::: Exercise material

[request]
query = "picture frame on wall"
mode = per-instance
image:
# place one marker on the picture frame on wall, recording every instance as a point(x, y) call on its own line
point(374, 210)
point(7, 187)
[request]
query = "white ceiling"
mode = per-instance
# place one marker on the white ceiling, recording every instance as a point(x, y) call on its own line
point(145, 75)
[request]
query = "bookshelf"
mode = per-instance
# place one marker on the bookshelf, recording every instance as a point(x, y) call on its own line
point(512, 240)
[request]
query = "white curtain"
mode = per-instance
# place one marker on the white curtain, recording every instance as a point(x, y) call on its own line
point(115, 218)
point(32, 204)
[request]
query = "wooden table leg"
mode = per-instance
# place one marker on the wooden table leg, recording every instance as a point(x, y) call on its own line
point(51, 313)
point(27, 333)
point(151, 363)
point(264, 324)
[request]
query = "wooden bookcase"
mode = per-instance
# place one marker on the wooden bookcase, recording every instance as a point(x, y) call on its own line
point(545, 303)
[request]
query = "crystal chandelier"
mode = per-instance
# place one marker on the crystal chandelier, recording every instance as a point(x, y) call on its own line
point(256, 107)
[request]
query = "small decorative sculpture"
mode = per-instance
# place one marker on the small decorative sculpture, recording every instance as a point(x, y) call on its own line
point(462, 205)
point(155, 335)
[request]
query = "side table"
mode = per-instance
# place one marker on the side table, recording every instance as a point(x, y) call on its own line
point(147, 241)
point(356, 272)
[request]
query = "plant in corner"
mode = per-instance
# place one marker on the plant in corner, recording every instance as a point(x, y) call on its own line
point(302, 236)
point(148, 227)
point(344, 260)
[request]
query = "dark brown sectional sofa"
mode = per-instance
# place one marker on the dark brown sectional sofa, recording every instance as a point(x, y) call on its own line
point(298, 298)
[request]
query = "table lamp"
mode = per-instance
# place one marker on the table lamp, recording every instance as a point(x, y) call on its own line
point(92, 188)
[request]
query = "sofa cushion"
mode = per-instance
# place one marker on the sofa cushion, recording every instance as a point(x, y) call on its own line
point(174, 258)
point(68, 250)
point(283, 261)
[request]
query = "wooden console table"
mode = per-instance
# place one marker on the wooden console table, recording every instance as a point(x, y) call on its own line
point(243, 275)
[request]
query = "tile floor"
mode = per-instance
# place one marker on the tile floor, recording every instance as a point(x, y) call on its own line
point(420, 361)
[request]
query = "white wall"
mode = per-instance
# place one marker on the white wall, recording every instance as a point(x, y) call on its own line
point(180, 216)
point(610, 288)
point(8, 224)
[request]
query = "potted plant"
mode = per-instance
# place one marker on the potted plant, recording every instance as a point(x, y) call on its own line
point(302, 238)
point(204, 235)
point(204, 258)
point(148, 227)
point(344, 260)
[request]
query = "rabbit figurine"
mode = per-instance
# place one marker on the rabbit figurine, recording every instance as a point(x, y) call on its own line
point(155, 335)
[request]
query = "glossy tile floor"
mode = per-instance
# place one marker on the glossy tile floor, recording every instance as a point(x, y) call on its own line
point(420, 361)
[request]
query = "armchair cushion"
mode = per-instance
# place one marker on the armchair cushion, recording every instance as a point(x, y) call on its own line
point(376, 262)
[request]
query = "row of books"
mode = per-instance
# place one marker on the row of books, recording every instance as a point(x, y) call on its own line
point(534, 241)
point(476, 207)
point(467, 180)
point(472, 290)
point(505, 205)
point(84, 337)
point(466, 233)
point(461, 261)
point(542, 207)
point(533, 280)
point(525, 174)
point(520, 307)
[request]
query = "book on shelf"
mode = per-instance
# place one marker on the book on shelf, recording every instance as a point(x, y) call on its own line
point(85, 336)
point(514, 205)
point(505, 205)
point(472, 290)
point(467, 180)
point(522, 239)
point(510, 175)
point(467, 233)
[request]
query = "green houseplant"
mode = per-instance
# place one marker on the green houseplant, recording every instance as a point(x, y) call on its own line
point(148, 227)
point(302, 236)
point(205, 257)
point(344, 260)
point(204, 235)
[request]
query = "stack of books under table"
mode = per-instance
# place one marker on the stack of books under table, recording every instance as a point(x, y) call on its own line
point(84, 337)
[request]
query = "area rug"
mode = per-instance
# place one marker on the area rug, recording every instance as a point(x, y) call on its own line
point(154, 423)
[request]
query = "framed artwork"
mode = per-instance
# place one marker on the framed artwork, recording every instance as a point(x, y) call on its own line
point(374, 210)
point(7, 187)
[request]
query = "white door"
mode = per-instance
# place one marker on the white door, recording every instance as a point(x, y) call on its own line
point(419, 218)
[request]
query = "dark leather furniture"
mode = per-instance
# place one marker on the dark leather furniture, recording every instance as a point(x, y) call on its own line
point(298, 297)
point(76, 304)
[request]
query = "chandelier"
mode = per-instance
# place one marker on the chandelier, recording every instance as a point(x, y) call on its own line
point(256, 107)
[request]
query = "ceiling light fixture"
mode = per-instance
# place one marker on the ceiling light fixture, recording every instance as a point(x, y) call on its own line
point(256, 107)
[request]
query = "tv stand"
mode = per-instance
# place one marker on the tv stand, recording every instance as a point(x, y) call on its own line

::::::

Requirement: Give the entries once more, exactly as they appear.

Problem solution:
[request]
query = "picture frame on wall"
mode = per-instance
image:
# place one marker on the picture frame on wall, recording every instance as a point(x, y) call on its own line
point(374, 210)
point(7, 187)
[request]
query = "white ceiling"
mode = per-instance
# place one marker on the white ceiling, recording every instance as a point(x, y) call on its own line
point(145, 75)
[request]
query = "bookshelf"
mode = per-instance
# place one marker on the bookshelf, recording every instance as a point(x, y) call on its own line
point(512, 240)
[request]
query = "white curtain"
mode = per-instance
# place one marker on the white curtain, recording every instance as a point(x, y) call on its own line
point(115, 218)
point(32, 204)
[request]
query = "wooden table leg"
mode = per-instance
# place one marker on the wooden table leg, recording every instance as a point(x, y) call on its own line
point(51, 313)
point(27, 333)
point(151, 363)
point(264, 324)
[request]
query = "wooden bookcase"
mode = per-instance
# place one marker on the wooden bookcase, recording every instance as a point(x, y) call on its own line
point(545, 303)
[request]
query = "crystal chandelier"
mode = per-instance
# place one marker on the crystal chandelier, recording every instance as a point(x, y) call on its own line
point(256, 107)
[request]
query = "small decorative sculpture"
mode = per-instance
# place one marker on the small decorative sculpture, recording every instance as a point(x, y) call on its own line
point(462, 205)
point(155, 335)
[request]
query = "side table"
mode = per-instance
# place one marker on the side table, recording every instance as a point(x, y) call on its own line
point(147, 241)
point(356, 272)
[request]
query = "plant in corner"
mode = per-instance
# place one marker on the plant in corner, recording every instance as a point(x, y) call on its own line
point(302, 236)
point(148, 227)
point(344, 260)
[request]
query = "dark brown sectional sofa"
mode = per-instance
# place one marker on the dark brown sectional sofa, recording every instance as a point(x, y) call on its own line
point(298, 298)
[request]
query = "table lamp"
mode = per-instance
# place one marker on the table lamp, recording every instance as a point(x, y) call on its own line
point(92, 188)
[request]
query = "sofa cushion"
mode = per-instance
# place one marker on the sofa cushion, recording every instance as a point(x, y) call on its own line
point(174, 258)
point(68, 250)
point(283, 261)
[request]
query = "wooden console table"
mode = per-instance
# place one marker on the wooden console table, recording every instance as a point(x, y) call on its own line
point(243, 275)
[request]
query = "tile floor"
mode = per-instance
# place one marker on the tile floor, recording every instance as a point(x, y) call on its own line
point(420, 361)
[request]
query = "white wall"
mode = per-instance
# place one marker on the white wall, recording every instance as a point(x, y) call on its own line
point(180, 216)
point(610, 288)
point(8, 224)
[request]
query = "potted plant"
mode = per-instance
# place one marker on the potted plant, recording every instance as a point(x, y) call on its own line
point(302, 238)
point(204, 235)
point(204, 258)
point(148, 227)
point(344, 260)
[request]
query = "rabbit figurine"
mode = per-instance
# place one marker on the rabbit figurine, recording every instance as a point(x, y) call on its own line
point(155, 335)
[request]
query = "glossy tile floor"
mode = per-instance
# place one marker on the glossy tile floor, recording every instance as a point(x, y) call on its own line
point(420, 361)
[request]
query = "armchair cushion"
mode = per-instance
# place one marker on the armchair cushion, recording every instance as a point(x, y) call on its own line
point(376, 262)
[request]
query = "row of books"
mode = per-instance
# place one marker on the row of books, recording every instance as a point(x, y) call on its own line
point(534, 241)
point(476, 207)
point(467, 180)
point(472, 290)
point(505, 205)
point(84, 337)
point(466, 233)
point(461, 261)
point(542, 207)
point(533, 280)
point(525, 174)
point(520, 307)
[request]
query = "book on shelf"
mode = per-instance
# place one marker on the book on shelf, recording every instance as a point(x, y) call on its own line
point(85, 336)
point(514, 205)
point(505, 205)
point(472, 290)
point(467, 180)
point(522, 239)
point(510, 175)
point(467, 233)
[request]
query = "green houseplant"
mode = per-instance
# place one marker on the green houseplant, recording every instance as a point(x, y) call on its own line
point(148, 227)
point(302, 236)
point(205, 257)
point(344, 260)
point(204, 235)
[request]
query = "stack of books under table"
mode = per-instance
# place one marker on the stack of books under table, recording every instance as a point(x, y) call on its own line
point(84, 337)
[request]
query = "area rug"
mode = per-instance
# place one marker on the area rug, recording every instance as a point(x, y) call on its own line
point(154, 423)
[request]
query = "framed artwork"
mode = per-instance
# place one marker on the framed artwork, recording every instance as a point(x, y) call on its own line
point(374, 210)
point(7, 187)
[request]
query = "white door"
mode = per-instance
# place one marker on the white door, recording every instance as a point(x, y) call on its own line
point(419, 218)
[request]
query = "dark leather furniture"
mode = per-instance
# place one marker on the dark leather furniture, recording every instance as a point(x, y) call on its own line
point(298, 297)
point(76, 304)
[request]
query = "chandelier"
mode = per-instance
# place one marker on the chandelier, recording every instance as a point(x, y) call on its own line
point(256, 107)
[request]
query = "ceiling light fixture"
mode = per-instance
# place one marker on the ceiling light fixture, recording every instance as a point(x, y) call on its own line
point(256, 107)
[request]
query = "tv stand"
mode = per-instance
# place one marker on the tv stand, recording every instance as a point(x, y) call on its own line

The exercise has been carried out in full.